WRITTEN EXERCISE:
Retype the data below from the line containing "Would you mind pinning the banner" through the end, inclusive, and omit the pictures.

#### WORKING DATA

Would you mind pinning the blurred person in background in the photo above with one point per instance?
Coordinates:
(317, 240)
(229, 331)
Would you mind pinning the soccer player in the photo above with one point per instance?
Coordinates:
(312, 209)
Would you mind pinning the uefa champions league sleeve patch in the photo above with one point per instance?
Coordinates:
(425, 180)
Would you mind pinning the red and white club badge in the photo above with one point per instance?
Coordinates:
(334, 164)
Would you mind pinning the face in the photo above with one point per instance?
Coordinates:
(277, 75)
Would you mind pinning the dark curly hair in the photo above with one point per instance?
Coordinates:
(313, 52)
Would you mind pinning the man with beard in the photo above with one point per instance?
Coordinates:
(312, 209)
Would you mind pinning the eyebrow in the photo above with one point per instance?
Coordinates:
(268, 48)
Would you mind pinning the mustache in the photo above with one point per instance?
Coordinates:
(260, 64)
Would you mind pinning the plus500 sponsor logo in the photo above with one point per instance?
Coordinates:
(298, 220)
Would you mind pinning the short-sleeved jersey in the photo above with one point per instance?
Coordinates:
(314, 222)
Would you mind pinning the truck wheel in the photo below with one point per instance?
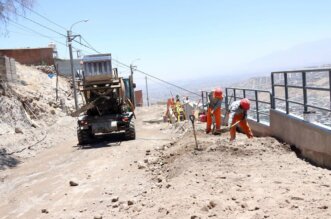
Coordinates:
(130, 132)
(84, 136)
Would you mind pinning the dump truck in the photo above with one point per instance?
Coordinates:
(108, 100)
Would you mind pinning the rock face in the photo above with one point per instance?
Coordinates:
(72, 183)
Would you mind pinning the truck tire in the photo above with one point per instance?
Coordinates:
(130, 132)
(84, 136)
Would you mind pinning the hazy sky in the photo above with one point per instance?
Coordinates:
(180, 38)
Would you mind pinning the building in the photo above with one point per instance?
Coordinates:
(30, 56)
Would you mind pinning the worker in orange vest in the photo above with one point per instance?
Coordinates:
(214, 108)
(238, 114)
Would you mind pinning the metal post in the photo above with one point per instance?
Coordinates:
(131, 86)
(272, 99)
(202, 99)
(304, 85)
(147, 91)
(72, 68)
(257, 106)
(286, 93)
(226, 99)
(330, 87)
(57, 81)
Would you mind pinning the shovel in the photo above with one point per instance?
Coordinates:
(226, 129)
(192, 118)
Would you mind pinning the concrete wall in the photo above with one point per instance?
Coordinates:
(138, 94)
(7, 69)
(313, 141)
(30, 56)
(65, 68)
(260, 130)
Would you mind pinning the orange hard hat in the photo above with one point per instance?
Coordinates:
(245, 104)
(218, 93)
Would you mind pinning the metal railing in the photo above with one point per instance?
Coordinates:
(261, 100)
(299, 88)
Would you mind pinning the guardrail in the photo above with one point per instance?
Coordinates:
(261, 101)
(299, 90)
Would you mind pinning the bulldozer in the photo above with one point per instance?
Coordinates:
(108, 101)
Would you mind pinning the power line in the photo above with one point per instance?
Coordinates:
(159, 79)
(31, 30)
(40, 15)
(24, 28)
(92, 48)
(35, 22)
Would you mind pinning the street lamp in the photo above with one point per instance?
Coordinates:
(70, 38)
(131, 79)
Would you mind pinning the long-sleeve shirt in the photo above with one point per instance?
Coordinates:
(214, 103)
(235, 109)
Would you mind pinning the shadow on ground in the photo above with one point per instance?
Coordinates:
(100, 141)
(7, 161)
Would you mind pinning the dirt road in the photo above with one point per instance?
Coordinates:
(159, 175)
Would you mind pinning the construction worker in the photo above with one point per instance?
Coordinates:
(238, 115)
(214, 109)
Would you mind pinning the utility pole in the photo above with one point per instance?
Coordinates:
(147, 91)
(70, 38)
(131, 85)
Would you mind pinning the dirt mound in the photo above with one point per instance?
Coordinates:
(29, 110)
(247, 178)
(12, 115)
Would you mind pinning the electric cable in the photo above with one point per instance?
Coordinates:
(35, 22)
(40, 15)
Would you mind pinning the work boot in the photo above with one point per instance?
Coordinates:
(217, 132)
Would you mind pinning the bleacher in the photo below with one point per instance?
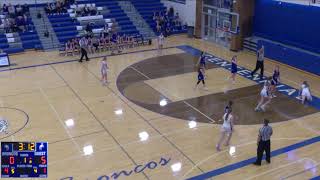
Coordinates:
(3, 42)
(64, 26)
(28, 39)
(147, 11)
(116, 13)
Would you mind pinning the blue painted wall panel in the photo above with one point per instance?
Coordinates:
(292, 24)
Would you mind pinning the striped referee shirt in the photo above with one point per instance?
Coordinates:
(260, 55)
(265, 133)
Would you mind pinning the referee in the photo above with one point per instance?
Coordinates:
(264, 142)
(259, 64)
(83, 46)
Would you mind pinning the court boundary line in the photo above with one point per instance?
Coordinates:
(247, 162)
(244, 72)
(231, 167)
(98, 121)
(315, 178)
(188, 104)
(149, 123)
(75, 60)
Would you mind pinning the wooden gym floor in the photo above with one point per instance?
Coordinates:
(47, 97)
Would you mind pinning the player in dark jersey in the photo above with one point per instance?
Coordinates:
(234, 68)
(274, 81)
(201, 75)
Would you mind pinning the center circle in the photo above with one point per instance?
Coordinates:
(16, 119)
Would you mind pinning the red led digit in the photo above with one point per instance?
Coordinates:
(11, 160)
(43, 160)
(6, 170)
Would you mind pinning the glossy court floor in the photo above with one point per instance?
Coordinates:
(120, 131)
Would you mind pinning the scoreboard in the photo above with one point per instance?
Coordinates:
(24, 159)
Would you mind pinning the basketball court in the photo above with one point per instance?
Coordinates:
(149, 122)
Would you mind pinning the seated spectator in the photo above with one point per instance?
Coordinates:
(155, 16)
(12, 11)
(6, 25)
(171, 12)
(158, 26)
(25, 9)
(53, 8)
(177, 20)
(86, 11)
(5, 9)
(20, 24)
(93, 10)
(19, 10)
(13, 25)
(47, 8)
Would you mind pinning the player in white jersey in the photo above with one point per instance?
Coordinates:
(305, 93)
(160, 40)
(104, 69)
(226, 129)
(265, 96)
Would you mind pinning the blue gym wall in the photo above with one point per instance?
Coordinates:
(288, 23)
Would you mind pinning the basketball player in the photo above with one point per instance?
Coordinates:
(226, 129)
(234, 69)
(83, 43)
(229, 106)
(259, 64)
(104, 68)
(274, 81)
(265, 96)
(202, 60)
(114, 42)
(160, 40)
(201, 75)
(304, 93)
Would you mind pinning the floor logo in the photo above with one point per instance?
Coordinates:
(136, 170)
(4, 125)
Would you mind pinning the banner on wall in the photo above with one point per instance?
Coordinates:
(4, 60)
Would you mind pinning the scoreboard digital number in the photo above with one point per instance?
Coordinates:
(24, 159)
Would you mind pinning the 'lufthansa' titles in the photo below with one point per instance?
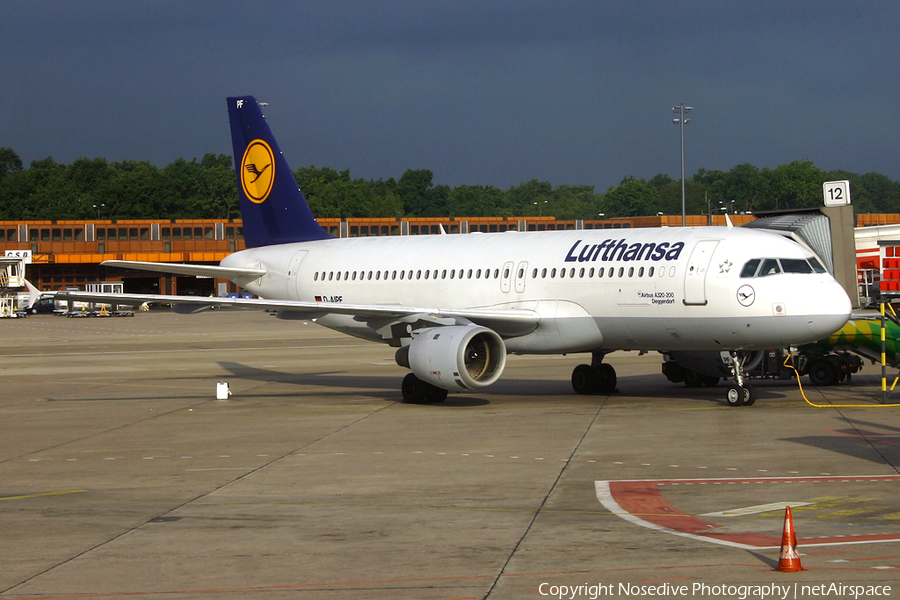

########

REPLY:
Would you mind pinning the banner on wall in the photo above with one point per instance?
Coordinates:
(4, 60)
Would you mind pinning the scoreboard digital number in the photo above with one point per instance?
Coordinates:
(24, 159)
Would you mind pinning the 'lufthansa' titles in the photo below with one point per instance?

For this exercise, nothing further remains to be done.